Bukka I. was succeeded by Harihara II., his son by his wife
Gauri. Nuniz calls the new king "Pureoyre Deorao," and "Pureoyre"
seems to be a rough Portuguese version of the name Harihara;
H and P representing the same sound in the Kanarese and Telugu
languages. According to the inscriptions,[74] Harihara II. reigned
at least twenty years, and he was the first king who gave himself
imperial titles under the style of MAHARAJADHIRAJA. He gave many
grants to the temples, and consolidated the supremacy of his dynasty
over all Southern India. Sayana, brother of Madhavacharya, appears
to have been his chief minister, as he was to King Samgama II.[75]
Mudda is mentioned in two inscriptions of A.D. 1379 and 1382 as the
king's general. Another of his generals was called Iruga. He was
son of Chaicha, minister of Bukka II. His name appears on a pillar
in a Jain temple near Kamalapura at Vijayanagar in an inscription
bearing date A.D. 1385; which proves that the king was tolerant in
religious matters. There seems also to have been a general named
Gunda living in his reign, but his date is uncertain.[76] According
to another inscription,[77] King Harihara early in his reign expelled
the Muhammadans from Goa; and the last inscription of his reign at
present discovered[78] mentions that one Bachanna Udaiyar was then
governor of that place.

The king's wife, or one of his principal wives, was Malladevi, or
Mallambika. The extent of his domination is shown by the fact that
inscriptions of his reign are found in Mysore, Dharwar, Conjeeveram,
Chingleput, and Trichinopoly.[79] He was a worshipper of Siva under
the form Virupaksha, but appears to have been singularly tolerant
of other religions. The latest actual date of the reign afforded by
inscriptions is October 15, A.D. 1399.[80]

Ghias-ud-din, a boy of seventeen, eldest son of the late Sultan Mahmud,
had succeeded his father on the throne of Kulbarga; but on June 14,
1397,[81] he was treacherously blinded during an entertainment by an
ambitious slave, after a reign of only one month and twenty days. His
younger brother, Shams-ud-din, was then placed on the throne, but after
a reign of five months was blinded and deposed by his cousin Firuz,
second son of the late Sultan Daud. Firuz was by birth undoubtedly of
the elder branch, and he became one of the most celebrated monarchs
of his line, ascending the throne on November 15, A.D. 1397.[82] He
must have then been well advanced in years, as Firishtah says he was
"old" in A.D. 1419.

Set exercise 1 =>
Answer these questions using the excerpt:
(a) Who was the mother of Harihara II?
(b) What is the latest actual date of Harihara II's reign given by inscriptions?
(c) How long did Ghias-ud-din reign before he was blinded?
Set exercise 2 =>
Repeat, word for word, the stretch of the excerpt from "Ghias-ud-din, a boy" through "in A.D. 1419.".

[Segmentation labeling entries]
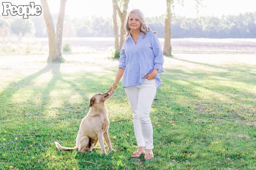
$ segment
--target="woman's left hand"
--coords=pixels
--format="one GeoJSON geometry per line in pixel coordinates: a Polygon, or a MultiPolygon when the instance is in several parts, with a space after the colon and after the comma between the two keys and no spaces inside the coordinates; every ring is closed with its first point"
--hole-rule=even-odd
{"type": "Polygon", "coordinates": [[[154,72],[151,72],[149,73],[148,73],[148,74],[145,76],[143,78],[146,78],[148,80],[153,80],[155,78],[156,75],[156,74],[155,74],[154,72]]]}

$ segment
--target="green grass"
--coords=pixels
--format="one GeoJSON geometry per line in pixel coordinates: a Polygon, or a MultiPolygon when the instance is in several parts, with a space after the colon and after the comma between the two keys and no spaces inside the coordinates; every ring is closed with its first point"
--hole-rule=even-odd
{"type": "Polygon", "coordinates": [[[56,149],[54,141],[75,145],[90,96],[107,91],[113,82],[117,61],[105,55],[64,56],[66,62],[60,64],[47,64],[46,56],[0,57],[0,147],[16,138],[26,140],[0,149],[0,169],[256,168],[252,56],[165,58],[162,85],[151,111],[153,160],[130,157],[136,143],[122,88],[106,102],[116,152],[102,156],[98,150],[56,149]],[[129,120],[114,122],[122,119],[129,120]],[[95,164],[81,162],[85,161],[95,164]]]}

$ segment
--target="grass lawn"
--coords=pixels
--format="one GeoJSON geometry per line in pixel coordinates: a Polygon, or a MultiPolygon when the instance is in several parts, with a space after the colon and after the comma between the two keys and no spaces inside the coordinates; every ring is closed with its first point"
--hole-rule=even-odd
{"type": "Polygon", "coordinates": [[[253,55],[165,57],[151,111],[153,160],[130,157],[136,143],[122,88],[105,103],[116,152],[57,150],[55,141],[75,145],[90,97],[113,82],[118,61],[107,55],[64,55],[61,64],[46,55],[0,56],[0,147],[24,140],[0,148],[0,169],[256,169],[253,55]]]}

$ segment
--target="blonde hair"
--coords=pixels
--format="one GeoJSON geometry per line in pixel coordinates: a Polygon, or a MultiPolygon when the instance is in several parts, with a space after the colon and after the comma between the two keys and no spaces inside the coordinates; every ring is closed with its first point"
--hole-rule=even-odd
{"type": "MultiPolygon", "coordinates": [[[[143,37],[145,37],[147,32],[151,30],[150,28],[148,26],[146,21],[146,20],[145,19],[145,17],[144,17],[144,15],[141,12],[141,11],[140,11],[140,10],[134,9],[130,11],[129,13],[128,13],[128,15],[127,15],[126,16],[125,24],[124,25],[125,31],[126,31],[126,33],[124,35],[125,40],[127,39],[129,36],[132,35],[132,30],[129,27],[128,22],[129,17],[130,17],[130,16],[132,13],[134,13],[137,16],[138,16],[139,21],[140,21],[141,23],[140,28],[140,31],[143,35],[143,37]]],[[[156,33],[156,32],[154,32],[154,33],[156,33]]]]}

Worked answer 1 =>
(a) Gauri
(b) October 15, A.D. 1399
(c) One month and twenty days

Worked answer 2 =>
Ghias-ud-din, a boy of seventeen, eldest son of the late Sultan Mahmud,
had succeeded his father on the throne of Kulbarga; but on June 14,
1397,[81] he was treacherously blinded during an entertainment by an
ambitious slave, after a reign of only one month and twenty days. His
younger brother, Shams-ud-din, was then placed on the throne, but after
a reign of five months was blinded and deposed by his cousin Firuz,
second son of the late Sultan Daud. Firuz was by birth undoubtedly of
the elder branch, and he became one of the most celebrated monarchs
of his line, ascending the throne on November 15, A.D. 1397.[82] He
must have then been well advanced in years, as Firishtah says he was
"old" in A.D. 1419.